_RECORDS FOR THIS TASK_

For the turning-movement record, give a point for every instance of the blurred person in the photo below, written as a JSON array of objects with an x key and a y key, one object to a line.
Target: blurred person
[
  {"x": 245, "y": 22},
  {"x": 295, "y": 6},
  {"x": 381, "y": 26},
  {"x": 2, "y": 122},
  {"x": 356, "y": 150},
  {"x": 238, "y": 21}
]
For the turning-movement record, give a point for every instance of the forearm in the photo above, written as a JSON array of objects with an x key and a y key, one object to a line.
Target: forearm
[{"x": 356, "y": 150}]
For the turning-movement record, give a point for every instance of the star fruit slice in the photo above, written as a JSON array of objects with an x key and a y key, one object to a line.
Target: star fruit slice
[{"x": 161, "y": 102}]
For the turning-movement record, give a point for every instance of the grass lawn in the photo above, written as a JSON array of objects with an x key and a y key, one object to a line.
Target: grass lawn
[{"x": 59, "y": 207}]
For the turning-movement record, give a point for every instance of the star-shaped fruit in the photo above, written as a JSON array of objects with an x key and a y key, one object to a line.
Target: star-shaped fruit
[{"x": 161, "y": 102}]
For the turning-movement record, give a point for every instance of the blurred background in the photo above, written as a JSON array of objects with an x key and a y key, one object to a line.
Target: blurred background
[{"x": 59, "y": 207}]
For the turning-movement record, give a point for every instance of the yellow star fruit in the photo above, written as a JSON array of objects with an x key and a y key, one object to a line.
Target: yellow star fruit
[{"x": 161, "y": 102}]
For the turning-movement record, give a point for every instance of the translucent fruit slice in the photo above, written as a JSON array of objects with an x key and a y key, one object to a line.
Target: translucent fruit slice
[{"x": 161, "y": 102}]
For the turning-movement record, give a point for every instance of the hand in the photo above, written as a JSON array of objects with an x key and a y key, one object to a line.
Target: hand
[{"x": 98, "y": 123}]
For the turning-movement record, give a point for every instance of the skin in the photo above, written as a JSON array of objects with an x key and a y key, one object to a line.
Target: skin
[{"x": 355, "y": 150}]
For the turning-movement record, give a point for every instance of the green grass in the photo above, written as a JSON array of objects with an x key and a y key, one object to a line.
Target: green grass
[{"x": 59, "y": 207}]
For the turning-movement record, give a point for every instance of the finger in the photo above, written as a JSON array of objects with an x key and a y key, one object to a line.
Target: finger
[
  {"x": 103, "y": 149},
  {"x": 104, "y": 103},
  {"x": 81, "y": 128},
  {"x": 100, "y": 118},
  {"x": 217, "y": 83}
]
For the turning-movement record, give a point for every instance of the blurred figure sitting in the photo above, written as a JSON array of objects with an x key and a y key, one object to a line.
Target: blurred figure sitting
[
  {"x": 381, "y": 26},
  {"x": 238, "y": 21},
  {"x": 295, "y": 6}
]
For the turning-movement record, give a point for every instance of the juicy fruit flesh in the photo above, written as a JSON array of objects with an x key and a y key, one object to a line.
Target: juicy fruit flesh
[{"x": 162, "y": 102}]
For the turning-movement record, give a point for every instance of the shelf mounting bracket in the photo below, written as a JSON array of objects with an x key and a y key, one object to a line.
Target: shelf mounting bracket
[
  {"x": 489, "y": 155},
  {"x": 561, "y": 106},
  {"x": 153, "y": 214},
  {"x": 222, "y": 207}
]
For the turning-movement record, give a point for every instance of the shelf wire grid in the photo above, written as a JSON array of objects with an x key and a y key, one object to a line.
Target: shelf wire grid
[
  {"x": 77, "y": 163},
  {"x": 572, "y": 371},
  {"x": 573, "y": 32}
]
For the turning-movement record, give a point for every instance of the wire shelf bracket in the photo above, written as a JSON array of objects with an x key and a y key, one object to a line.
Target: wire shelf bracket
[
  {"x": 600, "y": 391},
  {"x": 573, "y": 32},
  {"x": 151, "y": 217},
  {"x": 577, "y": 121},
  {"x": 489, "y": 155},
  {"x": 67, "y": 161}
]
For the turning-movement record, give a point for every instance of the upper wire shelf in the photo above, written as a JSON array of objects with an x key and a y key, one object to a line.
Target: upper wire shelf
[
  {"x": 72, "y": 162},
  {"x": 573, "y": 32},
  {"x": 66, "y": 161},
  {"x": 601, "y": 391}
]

_PROBLEM DESCRIPTION_
Your task is to quote all of the data word for word.

_EXERCISE ANSWER_
For the turning-movement record, give a point for every instance of the blurred person in the photo below, written as a JSON array of objects with an x key and a y key, one object to a line.
Target: blurred person
[
  {"x": 245, "y": 22},
  {"x": 295, "y": 6},
  {"x": 381, "y": 26},
  {"x": 2, "y": 122},
  {"x": 356, "y": 150},
  {"x": 238, "y": 21}
]
For the turning-movement record, give a point for every instance of the forearm in the photo above, written as a JSON array of objects with an x key and a y key, one object to a line.
Target: forearm
[{"x": 356, "y": 150}]
For the turning-movement record, give a point for every instance of the star fruit slice in the photo above, written as a JSON array of objects with an x key and a y key, one object to a line.
Target: star fruit slice
[{"x": 161, "y": 102}]
For the turning-movement record, give a point for every instance of the grass lawn in the photo above, written as a JSON array of objects with an x key and a y key, one object to a line.
Target: grass lawn
[{"x": 59, "y": 207}]
For the turning-movement record, give a point for every instance of the star-shaped fruit in the photo above, written as a JSON array of objects with an x key and a y key, one object to a line.
Target: star-shaped fruit
[{"x": 161, "y": 102}]
For the turning-movement record, give a point for every instance of the blurred background in the photo above, written as a JSON array of objects with an x key and a y key, one object to a line.
Target: blurred background
[{"x": 59, "y": 207}]
For the turning-movement record, give a point for every instance of the yellow star fruit in the photo above, written as a JSON array of objects with an x key and a y key, one object to a line.
Target: yellow star fruit
[{"x": 161, "y": 102}]
For the turning-movement record, give a point for every instance of the translucent fruit slice in the photo above, written as a JSON array of objects with an x key and a y key, one object to a line.
Target: translucent fruit slice
[{"x": 161, "y": 102}]
For the turning-movement record, give a point for every instance of the hand in the photo above, written as a JSON array of objects with an x key and a y key, one object to a line.
Target: hand
[{"x": 98, "y": 123}]
For the turning-movement record, give a point for every instance of the skin in the photo above, written as a JSON array of objects with an x key and a y key, one object to a line.
Target: skin
[{"x": 355, "y": 150}]
For the turning-movement record, give a point for every instance of the green grass in the photo above, written as a JSON array of objects with an x key and a y key, one object to a line.
Target: green grass
[{"x": 59, "y": 207}]
For the turning-movement record, give a point for every instance of the finger in the photo above, written as a JSON array of objects with an x key and a y key, one object to a line.
Target: finger
[
  {"x": 103, "y": 149},
  {"x": 104, "y": 103},
  {"x": 81, "y": 128},
  {"x": 100, "y": 118},
  {"x": 217, "y": 83}
]
For the turning-movement record, give a point for every instance of the blurred figure sitting in the photo above, written as a JSON array of objects with an x key and a y key, one object to a line.
Target: blurred figure sitting
[
  {"x": 381, "y": 26},
  {"x": 238, "y": 21},
  {"x": 295, "y": 6}
]
For the turning-movement record, give a point for every instance of the juicy fruit flesh in the photo above, written as a JSON array of objects with an x key and a y key, one object to a line.
Target: juicy fruit flesh
[{"x": 162, "y": 102}]
For the turning-movement record, give a point for every instance of the shelf mounting bracket in the photo below, written as a JSON array of objects with an x key and a y key, one object to a line.
Target: shelf mounting bracket
[
  {"x": 489, "y": 155},
  {"x": 561, "y": 106},
  {"x": 153, "y": 214},
  {"x": 222, "y": 207}
]
For the turning-movement record, give a point for every instance of the shelf wire grid in the photo above, written as a JSON array of objects with an x key and a y key, one object to a line.
Target: shelf wire grid
[
  {"x": 77, "y": 163},
  {"x": 572, "y": 371},
  {"x": 573, "y": 32}
]
For the turning-movement record, give a point for every instance of the wire shelf bracket in the photo above, written as a JSON array of objects with an x key and a y key, one object to a line.
Target: wire shelf bracket
[
  {"x": 600, "y": 391},
  {"x": 573, "y": 32},
  {"x": 151, "y": 217},
  {"x": 577, "y": 121},
  {"x": 489, "y": 155},
  {"x": 67, "y": 161}
]
For the turning-movement record, give a point for every instance of the upper wire shelf in the photo above, written as a JSON array of objects with an x key and a y key, one object to a line.
Target: upper wire shelf
[
  {"x": 72, "y": 162},
  {"x": 573, "y": 32},
  {"x": 66, "y": 161},
  {"x": 601, "y": 391}
]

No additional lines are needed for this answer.